====== Source text
PremiumPREMIUM

PALI LEHOHLA | We can map out SA’s future with the power of measurement

Unleashing the potency of data and statistics can improve the quality of our politics and life

We need to disabuse ourselves of politics of disrespect, relieve the world of the burdens of ignorance-inspired politics and move rapidly to data- and statistics-driven politics.
We need to disabuse ourselves of politics of disrespect, relieve the world of the burdens of ignorance-inspired politics and move rapidly to data- and statistics-driven politics. (Nardus Engelbrecht/Gallo Images)

Identifying the levers for change in development is at the heart of cartography beyond co-ordinate geography. The conception and representation of stages of agglomerations is based on cartography beyond co-ordinate geography. This wealth of intellect in practice and theory has come of age to answer what will and should be the nature, in content, in form, in space and in time, of sustainable development and more importantly how the agenda is set and what steps are taken to deliver the 17 sustainable development goals of the UN Agenda 2030.
============
====== Rows
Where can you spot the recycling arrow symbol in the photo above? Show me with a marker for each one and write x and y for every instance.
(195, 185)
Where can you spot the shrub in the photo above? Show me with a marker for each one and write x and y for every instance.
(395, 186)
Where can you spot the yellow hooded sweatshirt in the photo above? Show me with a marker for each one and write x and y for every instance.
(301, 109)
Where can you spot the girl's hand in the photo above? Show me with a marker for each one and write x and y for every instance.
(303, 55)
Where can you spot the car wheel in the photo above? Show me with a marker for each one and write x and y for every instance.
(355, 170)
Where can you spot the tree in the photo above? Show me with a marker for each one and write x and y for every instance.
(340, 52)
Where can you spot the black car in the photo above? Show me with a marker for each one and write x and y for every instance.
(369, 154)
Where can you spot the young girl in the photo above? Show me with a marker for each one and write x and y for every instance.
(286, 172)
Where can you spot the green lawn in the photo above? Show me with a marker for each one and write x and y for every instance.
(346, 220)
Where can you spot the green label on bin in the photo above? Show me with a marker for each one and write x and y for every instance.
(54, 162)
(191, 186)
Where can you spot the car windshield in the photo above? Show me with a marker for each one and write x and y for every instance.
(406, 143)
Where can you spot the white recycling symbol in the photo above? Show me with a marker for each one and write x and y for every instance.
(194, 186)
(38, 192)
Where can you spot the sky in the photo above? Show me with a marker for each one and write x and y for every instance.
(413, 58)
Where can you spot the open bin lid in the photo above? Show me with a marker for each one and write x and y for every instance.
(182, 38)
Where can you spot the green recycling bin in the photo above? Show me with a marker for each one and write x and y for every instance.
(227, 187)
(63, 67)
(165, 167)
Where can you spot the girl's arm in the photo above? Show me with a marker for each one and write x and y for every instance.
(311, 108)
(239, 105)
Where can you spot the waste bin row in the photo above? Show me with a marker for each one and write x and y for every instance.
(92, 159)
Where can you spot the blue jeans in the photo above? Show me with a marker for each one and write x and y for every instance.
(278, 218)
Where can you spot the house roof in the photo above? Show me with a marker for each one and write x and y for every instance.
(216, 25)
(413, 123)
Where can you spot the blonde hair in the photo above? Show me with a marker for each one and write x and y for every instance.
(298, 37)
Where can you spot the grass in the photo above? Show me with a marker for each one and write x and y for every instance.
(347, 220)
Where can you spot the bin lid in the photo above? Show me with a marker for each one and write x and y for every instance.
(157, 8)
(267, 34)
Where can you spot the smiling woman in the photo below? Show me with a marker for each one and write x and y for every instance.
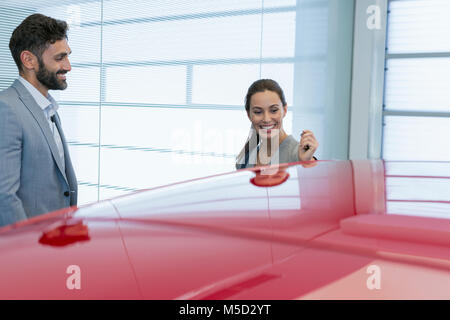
(268, 143)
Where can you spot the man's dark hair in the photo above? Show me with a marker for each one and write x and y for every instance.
(35, 34)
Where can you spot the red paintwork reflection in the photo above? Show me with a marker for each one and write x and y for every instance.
(308, 231)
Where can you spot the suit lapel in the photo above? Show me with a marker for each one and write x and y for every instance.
(39, 116)
(71, 178)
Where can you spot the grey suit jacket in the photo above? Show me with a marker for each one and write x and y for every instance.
(32, 180)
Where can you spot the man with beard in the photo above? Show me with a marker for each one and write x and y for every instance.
(36, 173)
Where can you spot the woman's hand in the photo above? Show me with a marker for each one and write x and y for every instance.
(308, 145)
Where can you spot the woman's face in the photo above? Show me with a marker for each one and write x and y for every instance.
(266, 113)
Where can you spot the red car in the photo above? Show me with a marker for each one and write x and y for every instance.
(323, 230)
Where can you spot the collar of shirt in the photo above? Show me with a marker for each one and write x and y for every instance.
(48, 105)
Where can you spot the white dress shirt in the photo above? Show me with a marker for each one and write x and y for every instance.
(49, 106)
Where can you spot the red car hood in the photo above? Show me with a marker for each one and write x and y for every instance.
(246, 234)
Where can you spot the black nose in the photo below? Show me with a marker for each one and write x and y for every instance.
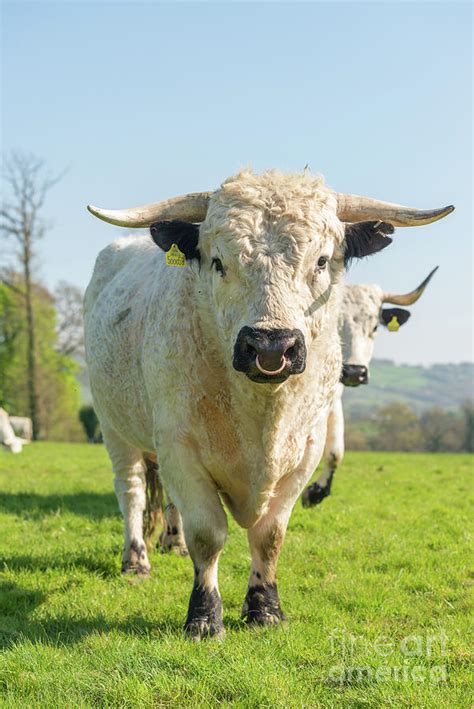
(354, 374)
(269, 355)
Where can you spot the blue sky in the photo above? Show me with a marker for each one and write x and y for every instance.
(142, 101)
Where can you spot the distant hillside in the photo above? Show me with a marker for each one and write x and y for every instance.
(443, 385)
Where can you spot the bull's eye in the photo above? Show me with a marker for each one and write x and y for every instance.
(217, 263)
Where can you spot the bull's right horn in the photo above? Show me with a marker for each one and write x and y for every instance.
(412, 297)
(353, 208)
(189, 207)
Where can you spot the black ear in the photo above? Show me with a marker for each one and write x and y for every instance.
(400, 314)
(365, 238)
(183, 234)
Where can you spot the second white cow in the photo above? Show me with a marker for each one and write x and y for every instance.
(362, 313)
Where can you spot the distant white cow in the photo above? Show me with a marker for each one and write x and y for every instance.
(22, 426)
(8, 439)
(361, 314)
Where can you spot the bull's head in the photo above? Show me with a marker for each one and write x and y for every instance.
(268, 251)
(361, 314)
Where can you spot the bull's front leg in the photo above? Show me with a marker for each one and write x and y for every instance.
(333, 455)
(262, 603)
(172, 536)
(205, 530)
(129, 470)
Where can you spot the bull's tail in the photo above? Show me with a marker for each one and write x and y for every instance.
(153, 515)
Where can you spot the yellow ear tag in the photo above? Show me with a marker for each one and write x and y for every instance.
(175, 257)
(393, 325)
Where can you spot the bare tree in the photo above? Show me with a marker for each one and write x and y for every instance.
(26, 186)
(70, 329)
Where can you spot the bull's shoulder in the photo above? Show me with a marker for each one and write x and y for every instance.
(127, 252)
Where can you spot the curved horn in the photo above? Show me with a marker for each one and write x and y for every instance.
(189, 207)
(412, 297)
(352, 208)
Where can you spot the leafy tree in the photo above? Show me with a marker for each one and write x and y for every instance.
(90, 422)
(468, 411)
(57, 390)
(70, 329)
(26, 187)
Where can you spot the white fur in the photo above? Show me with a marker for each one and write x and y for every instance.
(10, 441)
(360, 316)
(160, 341)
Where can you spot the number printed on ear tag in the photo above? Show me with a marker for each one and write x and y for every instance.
(393, 325)
(175, 257)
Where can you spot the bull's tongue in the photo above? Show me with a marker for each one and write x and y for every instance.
(270, 362)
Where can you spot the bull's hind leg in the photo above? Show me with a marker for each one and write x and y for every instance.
(262, 603)
(333, 455)
(129, 470)
(172, 536)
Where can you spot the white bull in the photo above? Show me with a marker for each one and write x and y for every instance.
(362, 312)
(22, 426)
(226, 368)
(10, 442)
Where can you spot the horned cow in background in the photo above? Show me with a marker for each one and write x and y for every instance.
(226, 368)
(362, 313)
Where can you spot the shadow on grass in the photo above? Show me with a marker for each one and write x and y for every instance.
(33, 506)
(17, 603)
(105, 566)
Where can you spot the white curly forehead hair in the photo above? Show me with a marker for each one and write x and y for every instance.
(293, 209)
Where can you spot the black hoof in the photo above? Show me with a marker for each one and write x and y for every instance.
(262, 606)
(315, 494)
(204, 615)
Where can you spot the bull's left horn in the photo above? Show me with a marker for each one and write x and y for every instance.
(352, 208)
(412, 297)
(190, 208)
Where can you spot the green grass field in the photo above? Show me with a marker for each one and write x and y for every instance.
(375, 584)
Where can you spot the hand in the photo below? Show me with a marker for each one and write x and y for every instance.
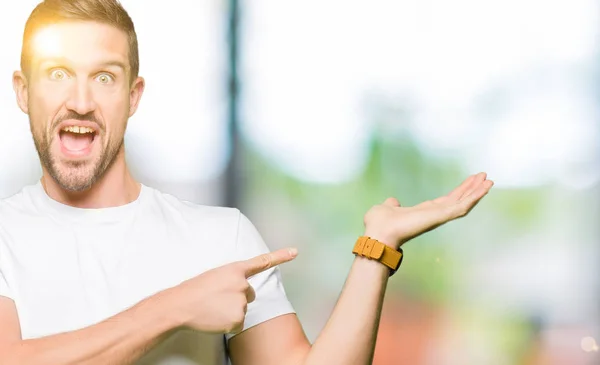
(395, 225)
(216, 300)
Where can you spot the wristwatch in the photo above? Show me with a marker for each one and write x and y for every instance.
(375, 250)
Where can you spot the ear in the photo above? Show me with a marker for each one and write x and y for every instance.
(21, 90)
(135, 94)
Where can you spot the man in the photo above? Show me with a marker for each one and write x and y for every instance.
(96, 268)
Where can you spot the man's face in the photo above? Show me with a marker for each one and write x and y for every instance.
(78, 96)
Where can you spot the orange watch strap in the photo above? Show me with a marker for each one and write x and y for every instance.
(375, 250)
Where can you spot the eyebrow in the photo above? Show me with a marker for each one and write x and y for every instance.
(64, 61)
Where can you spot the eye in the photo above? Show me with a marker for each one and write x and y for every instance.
(105, 78)
(58, 75)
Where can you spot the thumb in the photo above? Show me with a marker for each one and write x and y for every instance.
(392, 202)
(261, 263)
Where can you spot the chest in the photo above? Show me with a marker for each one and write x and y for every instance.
(68, 276)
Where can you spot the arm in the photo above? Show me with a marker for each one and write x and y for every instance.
(120, 339)
(212, 302)
(350, 334)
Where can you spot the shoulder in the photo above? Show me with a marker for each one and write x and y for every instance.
(20, 202)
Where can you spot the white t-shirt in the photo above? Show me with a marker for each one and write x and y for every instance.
(67, 268)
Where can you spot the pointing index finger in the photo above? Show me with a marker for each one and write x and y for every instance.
(261, 263)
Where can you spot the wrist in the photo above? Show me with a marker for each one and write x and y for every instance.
(385, 238)
(164, 305)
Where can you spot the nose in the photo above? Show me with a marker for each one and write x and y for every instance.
(81, 99)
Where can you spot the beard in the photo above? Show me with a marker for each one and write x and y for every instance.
(74, 176)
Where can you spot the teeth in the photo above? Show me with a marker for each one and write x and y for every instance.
(78, 129)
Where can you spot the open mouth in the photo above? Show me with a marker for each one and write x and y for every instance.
(77, 139)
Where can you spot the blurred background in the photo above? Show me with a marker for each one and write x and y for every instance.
(303, 114)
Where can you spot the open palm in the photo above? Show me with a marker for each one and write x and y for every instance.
(394, 225)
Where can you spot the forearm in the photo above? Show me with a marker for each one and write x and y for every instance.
(119, 340)
(349, 336)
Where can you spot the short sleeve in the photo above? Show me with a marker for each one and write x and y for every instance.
(4, 288)
(271, 300)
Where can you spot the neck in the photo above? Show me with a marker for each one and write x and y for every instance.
(115, 188)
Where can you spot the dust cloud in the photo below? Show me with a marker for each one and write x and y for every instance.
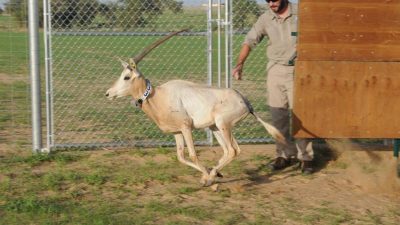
(373, 170)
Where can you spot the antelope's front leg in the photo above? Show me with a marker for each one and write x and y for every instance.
(187, 134)
(180, 147)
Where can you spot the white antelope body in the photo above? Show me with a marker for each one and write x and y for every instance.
(180, 106)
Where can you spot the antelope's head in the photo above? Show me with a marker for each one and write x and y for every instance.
(123, 86)
(125, 83)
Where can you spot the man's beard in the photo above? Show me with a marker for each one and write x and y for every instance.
(282, 6)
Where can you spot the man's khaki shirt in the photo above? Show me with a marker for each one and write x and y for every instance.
(281, 34)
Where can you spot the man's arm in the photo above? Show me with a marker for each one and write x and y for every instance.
(244, 52)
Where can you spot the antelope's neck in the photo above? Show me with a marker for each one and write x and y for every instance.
(139, 87)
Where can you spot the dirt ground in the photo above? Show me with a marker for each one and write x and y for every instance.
(353, 179)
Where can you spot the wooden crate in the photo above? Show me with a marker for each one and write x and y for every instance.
(348, 70)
============
# Requirements:
- 1) Answer these questions using the article:
(a) According to the line under the headline, what can unleashing the potency of data and statistics improve?
(b) How many sustainable development goals does the last paragraph mention, and which agenda are they part of?
(c) What kind of politics does the article say we should move rapidly to?
- 2) Based on the article, why is it worth unleashing the potency of data and statistics? Answer in one to three sentences.
- 3) Copy the part of the article starting at "PALI LEHOHLA |" and ending at "(Nardus Engelbrecht/Gallo Images)", swapping "measurement" for "numbers".

# Answers below:
- 1)
(a) The quality of our politics and life.
(b) 17 goals, part of the UN Agenda 2030.
(c) Data- and statistics-driven politics.

- 2) The article says that doing so can improve the quality of our politics and life.

- 3)
PALI LEHOHLA | We can map out SA’s future with the power of numbers

Unleashing the potency of data and statistics can improve the quality of our politics and life

We need to disabuse ourselves of politics of disrespect, relieve the world of the burdens of ignorance-inspired politics and move rapidly to data- and statistics-driven politics.
We need to disabuse ourselves of politics of disrespect, relieve the world of the burdens of ignorance-inspired politics and move rapidly to data- and statistics-driven politics. (Nardus Engelbrecht/Gallo Images)